Sobre o exercício:
Indique se cada afirmação seguinte está de acordo com o excerto abaixo. Responda sim ou não e cite, textualmente, as palavras decisivas.
1. O autor realizou o teste cerca de quatro horas depois de ter aterrado.
2. O teste efetuado no aeroporto era um teste rápido.
3. Alguém pediu para ver o código QR.

Não se surpreenderá também o leitor se lhe disser que não havia, quando desembarcámos, quem realizasse o teste no aeroporto, como o DL determina (“estavam a chegar”). A longa fila formada, se não criou mais riscos para a propagação da doença, certamente também não constitui um bom exemplo de como a combater.

Fila de passageiros a aguardar a chegada dos técnicos para realização do teste

Quando, finalmente, chegou a minha altura de realizar o teste, eram 15:30 horas, isto é, cerca de quatro horas depois de ter aterrado. Para agravar a situação, as autoridades exigem que ninguém saia do aeroporto antes de ser conhecido o resultado, que os técnicos do laboratório esclareceram demorar “pelo menos oito horas”, uma vez que não se trata de um teste rápido, mas antes de um teste PCR com captura de amostra em ambas as narinas e na garganta. Escusado será também dizer, que o responsável pelo laboratório, argumentando com a falta de informação atempada, recusou o pagamento dos 100 euros exigidos a cada passageiro através dos respetivos seguros de saúde, por não terem podido acautelar essa situação.

No momento em que escrevo estas linhas, mais de uma centena de passageiros aglomera-se no espaço que rodeia uma pequena cervejaria, no piso das partidas, que foi a solução “desenrascada” para os acantonar, enquanto esperarão ainda várias horas pelo resultado para saberem se poderão finalmente seguir para os 14 dias de confinamento. A extraordinária falta de organização e planeamento que este episódio evidencia constituem, por si só, a melhor explicação para o estado em que o nosso país se encontra.

Este parágrafo final é escrito no dia seguinte. O resultado chegou pelas 21:41 horas, o que me permitiu abandonar, por fim, o aeroporto cerca das 22 horas. Quanto ao código QR… ninguém pediu para o ver. Perdoe-me o leitor esta deselegância final, mas a melhor descrição para aquilo que me foi dado presenciar está nas palavras de um destacado membro do Governo, Ministro de Estado, quando há tempos se referiu despropositadamente nestes termos a uma reunião da Concertação Social: “É uma feira de gado”.

Registos armazenados
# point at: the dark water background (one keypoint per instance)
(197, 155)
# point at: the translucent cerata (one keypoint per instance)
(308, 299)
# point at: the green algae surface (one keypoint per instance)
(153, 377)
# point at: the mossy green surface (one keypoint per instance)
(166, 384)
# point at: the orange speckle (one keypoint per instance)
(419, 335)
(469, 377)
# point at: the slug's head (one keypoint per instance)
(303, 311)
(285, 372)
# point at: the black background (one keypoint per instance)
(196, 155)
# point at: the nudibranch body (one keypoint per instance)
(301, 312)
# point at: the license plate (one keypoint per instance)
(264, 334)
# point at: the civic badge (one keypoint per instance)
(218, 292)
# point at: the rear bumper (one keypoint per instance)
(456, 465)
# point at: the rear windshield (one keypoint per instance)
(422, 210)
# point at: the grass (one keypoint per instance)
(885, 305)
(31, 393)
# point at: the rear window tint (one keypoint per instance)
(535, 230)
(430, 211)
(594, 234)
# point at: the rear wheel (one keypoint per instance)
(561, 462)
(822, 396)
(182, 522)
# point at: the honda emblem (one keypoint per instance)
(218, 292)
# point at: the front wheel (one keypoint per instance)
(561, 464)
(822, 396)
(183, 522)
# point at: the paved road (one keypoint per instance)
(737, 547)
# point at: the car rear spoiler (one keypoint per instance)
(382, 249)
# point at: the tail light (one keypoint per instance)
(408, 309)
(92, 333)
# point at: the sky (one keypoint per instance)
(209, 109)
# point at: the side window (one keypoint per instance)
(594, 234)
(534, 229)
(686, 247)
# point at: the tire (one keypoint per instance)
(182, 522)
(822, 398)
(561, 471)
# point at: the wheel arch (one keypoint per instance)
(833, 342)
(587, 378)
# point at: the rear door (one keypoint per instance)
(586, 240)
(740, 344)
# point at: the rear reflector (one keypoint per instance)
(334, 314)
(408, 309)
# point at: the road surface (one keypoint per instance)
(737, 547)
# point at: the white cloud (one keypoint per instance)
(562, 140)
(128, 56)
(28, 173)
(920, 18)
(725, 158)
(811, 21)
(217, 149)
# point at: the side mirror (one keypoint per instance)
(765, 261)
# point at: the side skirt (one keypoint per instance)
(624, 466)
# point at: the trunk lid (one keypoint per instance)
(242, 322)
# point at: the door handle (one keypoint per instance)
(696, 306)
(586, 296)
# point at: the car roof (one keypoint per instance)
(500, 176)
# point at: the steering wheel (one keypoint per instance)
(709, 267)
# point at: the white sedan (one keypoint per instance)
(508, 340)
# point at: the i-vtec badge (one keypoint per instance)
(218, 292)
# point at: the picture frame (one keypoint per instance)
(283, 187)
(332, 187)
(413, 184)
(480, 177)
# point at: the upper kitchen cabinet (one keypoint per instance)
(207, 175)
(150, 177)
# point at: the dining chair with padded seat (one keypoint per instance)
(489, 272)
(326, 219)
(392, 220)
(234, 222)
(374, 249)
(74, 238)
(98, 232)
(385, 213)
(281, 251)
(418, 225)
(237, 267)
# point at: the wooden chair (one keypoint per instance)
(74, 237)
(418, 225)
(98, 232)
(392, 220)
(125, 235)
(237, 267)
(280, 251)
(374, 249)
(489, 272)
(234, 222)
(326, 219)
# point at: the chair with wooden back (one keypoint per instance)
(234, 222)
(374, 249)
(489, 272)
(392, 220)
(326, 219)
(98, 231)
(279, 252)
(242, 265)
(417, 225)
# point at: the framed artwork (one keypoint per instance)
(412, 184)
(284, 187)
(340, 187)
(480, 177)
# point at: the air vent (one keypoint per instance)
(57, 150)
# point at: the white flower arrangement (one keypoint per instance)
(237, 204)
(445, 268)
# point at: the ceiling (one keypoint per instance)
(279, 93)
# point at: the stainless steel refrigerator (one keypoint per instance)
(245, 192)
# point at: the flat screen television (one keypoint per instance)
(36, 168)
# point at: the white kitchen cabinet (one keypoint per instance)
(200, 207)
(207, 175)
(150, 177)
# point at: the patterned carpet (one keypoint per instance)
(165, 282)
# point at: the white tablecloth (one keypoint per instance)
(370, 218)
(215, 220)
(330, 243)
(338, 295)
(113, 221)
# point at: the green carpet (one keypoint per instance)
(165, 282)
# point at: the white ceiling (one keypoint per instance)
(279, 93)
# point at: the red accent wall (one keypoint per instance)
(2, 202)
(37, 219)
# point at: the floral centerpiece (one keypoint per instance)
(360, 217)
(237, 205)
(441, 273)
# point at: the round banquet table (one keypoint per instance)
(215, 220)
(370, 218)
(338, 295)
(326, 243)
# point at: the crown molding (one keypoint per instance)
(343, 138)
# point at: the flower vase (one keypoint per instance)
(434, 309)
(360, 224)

Tarefa concluída:
1. Sim: "eram 15:30 horas, isto é, cerca de quatro horas depois de ter aterrado"
2. Não: "não se trata de um teste rápido, mas antes de um teste PCR"
3. Não: "ninguém pediu para o ver"